▶ [Written instruction]: Select and copy each line of the records below that contains the word "Locate". Letter case matters.

───── Given records ─────

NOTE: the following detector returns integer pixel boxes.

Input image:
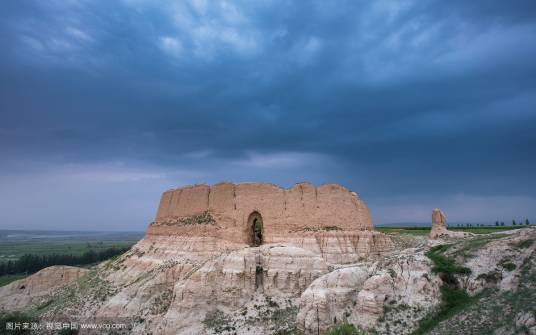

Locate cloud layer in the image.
[0,0,536,229]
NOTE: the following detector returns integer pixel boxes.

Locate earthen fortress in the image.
[147,183,391,263]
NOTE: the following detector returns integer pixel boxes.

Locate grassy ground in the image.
[0,232,143,262]
[375,226,532,235]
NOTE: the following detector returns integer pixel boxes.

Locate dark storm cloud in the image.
[0,0,536,230]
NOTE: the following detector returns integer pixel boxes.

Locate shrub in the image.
[0,312,38,334]
[326,323,366,335]
[179,211,216,225]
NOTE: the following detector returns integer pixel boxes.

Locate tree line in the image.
[0,247,130,276]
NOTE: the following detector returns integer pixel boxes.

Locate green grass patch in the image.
[514,239,534,249]
[375,226,529,235]
[426,244,471,282]
[413,244,473,334]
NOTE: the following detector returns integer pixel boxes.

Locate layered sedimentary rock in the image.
[296,249,441,335]
[147,183,392,263]
[0,266,88,310]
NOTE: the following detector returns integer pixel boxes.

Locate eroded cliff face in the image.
[0,266,88,311]
[146,183,392,263]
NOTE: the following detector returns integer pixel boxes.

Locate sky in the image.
[0,0,536,231]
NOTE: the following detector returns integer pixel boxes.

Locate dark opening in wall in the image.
[255,265,264,292]
[248,212,263,247]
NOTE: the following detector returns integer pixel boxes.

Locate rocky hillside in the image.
[0,228,536,334]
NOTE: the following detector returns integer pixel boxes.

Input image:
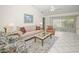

─────

▶ [Output of the task]:
Locate cloud layer in the image.
Locate earthen fortress in the image.
Locate grassy ground in the image.
Locate dark storm cloud in the image.
Locate shrub in the image.
Locate tree line in the image.
Locate green grass patch in the image.
Locate layered sedimentary rock in the image.
Locate eroded cliff face in the image.
Locate sky in the image.
Locate dark opening in wall in the image.
Locate rocky hillside in the image.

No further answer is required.